* **TASK INPUT**
___
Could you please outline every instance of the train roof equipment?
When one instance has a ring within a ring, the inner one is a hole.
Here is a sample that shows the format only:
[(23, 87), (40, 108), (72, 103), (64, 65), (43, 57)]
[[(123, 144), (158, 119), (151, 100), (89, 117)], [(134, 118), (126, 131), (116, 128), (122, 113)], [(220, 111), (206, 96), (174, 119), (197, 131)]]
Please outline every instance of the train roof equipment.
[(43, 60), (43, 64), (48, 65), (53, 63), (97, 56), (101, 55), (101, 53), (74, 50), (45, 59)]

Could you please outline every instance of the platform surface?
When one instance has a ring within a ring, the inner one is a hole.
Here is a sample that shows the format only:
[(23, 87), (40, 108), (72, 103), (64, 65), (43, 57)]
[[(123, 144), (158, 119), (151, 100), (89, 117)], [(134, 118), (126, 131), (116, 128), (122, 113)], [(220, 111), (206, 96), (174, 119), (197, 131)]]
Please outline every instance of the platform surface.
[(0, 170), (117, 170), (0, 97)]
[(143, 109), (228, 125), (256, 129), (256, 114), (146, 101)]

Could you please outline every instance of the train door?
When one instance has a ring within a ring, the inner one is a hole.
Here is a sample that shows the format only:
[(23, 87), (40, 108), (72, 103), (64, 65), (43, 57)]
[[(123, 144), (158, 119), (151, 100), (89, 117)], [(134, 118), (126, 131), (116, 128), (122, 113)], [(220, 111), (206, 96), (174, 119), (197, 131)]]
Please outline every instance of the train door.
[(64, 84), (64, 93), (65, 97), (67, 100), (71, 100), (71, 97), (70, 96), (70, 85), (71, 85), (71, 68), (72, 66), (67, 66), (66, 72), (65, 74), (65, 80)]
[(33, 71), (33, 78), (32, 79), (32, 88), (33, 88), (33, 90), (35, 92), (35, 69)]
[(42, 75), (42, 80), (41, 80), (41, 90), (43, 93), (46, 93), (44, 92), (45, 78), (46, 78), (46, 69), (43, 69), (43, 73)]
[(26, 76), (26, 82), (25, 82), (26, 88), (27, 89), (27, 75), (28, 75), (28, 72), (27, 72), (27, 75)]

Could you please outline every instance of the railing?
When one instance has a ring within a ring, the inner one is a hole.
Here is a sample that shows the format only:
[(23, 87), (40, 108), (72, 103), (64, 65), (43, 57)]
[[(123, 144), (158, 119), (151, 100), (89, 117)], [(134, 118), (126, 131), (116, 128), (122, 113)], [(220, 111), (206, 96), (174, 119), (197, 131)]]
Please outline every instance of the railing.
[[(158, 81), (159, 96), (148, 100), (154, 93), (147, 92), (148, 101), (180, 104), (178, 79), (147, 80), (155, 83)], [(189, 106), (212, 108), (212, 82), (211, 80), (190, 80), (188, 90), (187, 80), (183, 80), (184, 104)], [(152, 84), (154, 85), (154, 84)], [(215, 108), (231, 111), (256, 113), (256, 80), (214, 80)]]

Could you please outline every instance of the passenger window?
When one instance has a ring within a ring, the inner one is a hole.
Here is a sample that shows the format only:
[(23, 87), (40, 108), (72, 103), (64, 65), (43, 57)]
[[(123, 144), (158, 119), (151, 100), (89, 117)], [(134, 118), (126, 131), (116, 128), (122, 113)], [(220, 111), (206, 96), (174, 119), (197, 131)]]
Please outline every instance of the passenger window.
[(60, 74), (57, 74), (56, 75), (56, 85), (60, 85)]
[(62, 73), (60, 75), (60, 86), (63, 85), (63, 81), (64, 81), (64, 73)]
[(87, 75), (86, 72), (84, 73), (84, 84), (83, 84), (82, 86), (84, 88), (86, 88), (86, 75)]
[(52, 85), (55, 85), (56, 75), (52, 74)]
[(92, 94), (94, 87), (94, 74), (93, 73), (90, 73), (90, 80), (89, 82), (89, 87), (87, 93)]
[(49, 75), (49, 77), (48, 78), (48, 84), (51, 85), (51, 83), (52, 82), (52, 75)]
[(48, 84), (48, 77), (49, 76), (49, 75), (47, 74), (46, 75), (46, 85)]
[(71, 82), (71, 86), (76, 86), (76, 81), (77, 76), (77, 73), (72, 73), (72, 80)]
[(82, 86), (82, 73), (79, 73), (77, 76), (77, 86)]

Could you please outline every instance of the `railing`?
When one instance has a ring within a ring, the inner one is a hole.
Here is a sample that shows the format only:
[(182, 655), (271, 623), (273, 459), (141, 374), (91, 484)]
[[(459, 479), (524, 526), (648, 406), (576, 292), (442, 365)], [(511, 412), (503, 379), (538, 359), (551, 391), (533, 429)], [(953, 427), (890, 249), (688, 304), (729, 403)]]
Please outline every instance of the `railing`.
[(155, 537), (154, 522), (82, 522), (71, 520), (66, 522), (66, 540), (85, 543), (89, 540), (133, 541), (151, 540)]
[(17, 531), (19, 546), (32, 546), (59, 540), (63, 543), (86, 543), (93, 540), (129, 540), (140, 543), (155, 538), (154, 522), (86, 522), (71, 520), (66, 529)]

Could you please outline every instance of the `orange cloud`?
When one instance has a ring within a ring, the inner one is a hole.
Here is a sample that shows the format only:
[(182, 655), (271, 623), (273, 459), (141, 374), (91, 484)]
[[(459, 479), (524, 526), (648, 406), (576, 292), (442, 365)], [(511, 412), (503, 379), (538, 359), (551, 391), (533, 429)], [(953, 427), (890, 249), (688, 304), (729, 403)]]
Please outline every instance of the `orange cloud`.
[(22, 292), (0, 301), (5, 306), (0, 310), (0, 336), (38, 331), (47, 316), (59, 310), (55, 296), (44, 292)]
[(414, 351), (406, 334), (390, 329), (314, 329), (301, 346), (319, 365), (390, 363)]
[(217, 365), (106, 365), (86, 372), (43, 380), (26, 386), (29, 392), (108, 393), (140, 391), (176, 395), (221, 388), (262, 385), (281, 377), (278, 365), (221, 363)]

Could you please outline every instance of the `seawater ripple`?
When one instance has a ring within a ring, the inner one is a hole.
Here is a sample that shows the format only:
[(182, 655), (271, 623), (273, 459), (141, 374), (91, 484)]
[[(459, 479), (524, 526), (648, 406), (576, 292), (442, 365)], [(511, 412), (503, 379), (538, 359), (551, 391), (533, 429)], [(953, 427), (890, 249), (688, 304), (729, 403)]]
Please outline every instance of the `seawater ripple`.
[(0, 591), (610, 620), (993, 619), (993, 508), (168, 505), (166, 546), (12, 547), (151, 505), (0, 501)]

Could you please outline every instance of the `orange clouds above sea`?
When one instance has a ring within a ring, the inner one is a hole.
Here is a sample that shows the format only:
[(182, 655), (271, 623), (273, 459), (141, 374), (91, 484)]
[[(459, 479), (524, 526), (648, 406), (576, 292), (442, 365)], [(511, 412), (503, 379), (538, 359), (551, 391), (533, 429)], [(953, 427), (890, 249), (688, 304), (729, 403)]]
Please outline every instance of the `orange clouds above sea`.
___
* **TASK DESCRIPTION**
Duplicate, without changes, the part of the entries above that opens with the line containing "Could you please outline every instance of the passenger" and closes with the line containing "Please outline every instance of the passenger window.", including both of those lines.

* **EXPECTED ANSWER**
Could you please outline every instance of the passenger window?
When one instance has a ring within a ring, the inner one is a hole.
Here is a sample that shows the format only:
[(23, 87), (40, 108), (72, 103), (64, 65), (43, 57)]
[[(123, 144), (158, 119), (151, 100), (89, 117)], [(134, 118), (126, 131), (116, 128), (122, 113)], [(220, 111), (206, 96), (174, 119), (197, 131)]]
Please outline every instance of the passenger window.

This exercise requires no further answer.